Required task -
Put all of the entries below into a two-column CSV with the headers "prompt" and "points", giving one row per entry: the entry's text goes in the first field and its answer in the second. Enclose each field in quotation marks, replace every line break with a space, and omit the pictures.

[start of Records provided]

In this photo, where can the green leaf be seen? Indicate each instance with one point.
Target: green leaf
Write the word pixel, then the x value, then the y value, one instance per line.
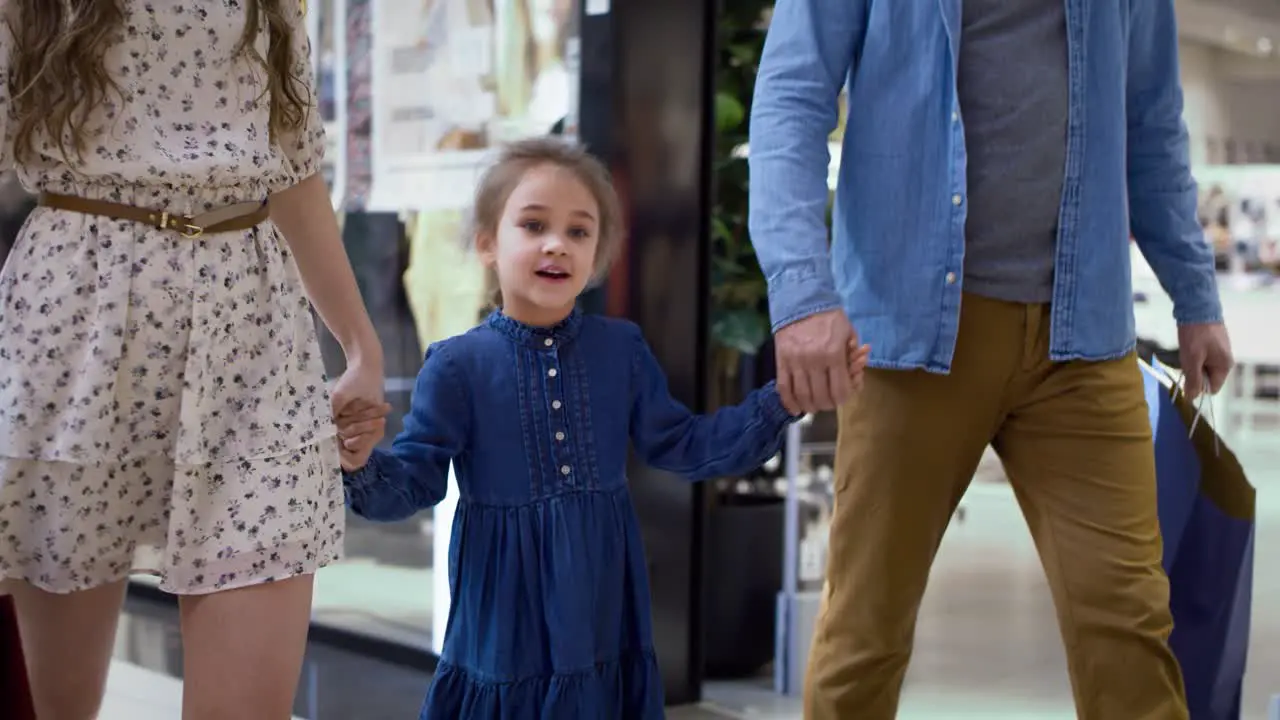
pixel 730 112
pixel 744 331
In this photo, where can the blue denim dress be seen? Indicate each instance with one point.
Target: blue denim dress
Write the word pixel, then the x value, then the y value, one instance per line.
pixel 549 615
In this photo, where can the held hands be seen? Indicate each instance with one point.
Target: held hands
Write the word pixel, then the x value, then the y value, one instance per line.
pixel 360 411
pixel 821 361
pixel 1205 354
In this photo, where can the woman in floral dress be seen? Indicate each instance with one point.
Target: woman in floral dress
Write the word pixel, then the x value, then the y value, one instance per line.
pixel 163 408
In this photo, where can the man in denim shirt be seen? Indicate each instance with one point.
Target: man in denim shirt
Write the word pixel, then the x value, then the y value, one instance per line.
pixel 997 155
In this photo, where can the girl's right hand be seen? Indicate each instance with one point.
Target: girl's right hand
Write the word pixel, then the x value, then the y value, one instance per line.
pixel 361 425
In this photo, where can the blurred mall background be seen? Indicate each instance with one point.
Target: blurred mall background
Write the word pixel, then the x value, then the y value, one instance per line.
pixel 416 95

[end of Records provided]

Full answer -
prompt,points
"In this photo, where can the green leaf be seen? Indicate each instance with one point. Target: green leaf Write the word pixel, then the x value, then the y value, one instance per line.","pixel 730 112 pixel 744 331"
"In this photo, where can the blue denim dress be seen? Indicate each instance with one point. Target: blue denim dress Write the word pixel, then the x value, then the y value, one instance per line.","pixel 549 615"
"In this photo, where can the held hands be seen? Indicate each instance with one point. Target: held hands Write the word pixel, then the x value, then the y value, one instance per line.","pixel 360 411 pixel 821 361 pixel 1205 354"
"In this photo, where can the woman in floral dress be seen? Indicate each instance with one point. Target: woman in floral dress Write the word pixel, then the x value, then the y value, one instance per line.","pixel 163 408"
"In this photo, where can the man in denim shirt be seen? Indicate each instance with one point. Target: man in denim shirt Write the word pixel, then the x value, then the y value, one instance per line.","pixel 997 155"
"In this photo, where can the girl's right hand be seen? Indicate each instance with one point. Target: girl's right hand Write the word pixel, then the x value, then the y value, one instance per line.","pixel 361 425"
"In this photo, where can the blurred mall background be seen? Indicate each instance with one point. Target: blurred mall background Write the word pixel, then the x value, then the y value, one instance per line.","pixel 416 95"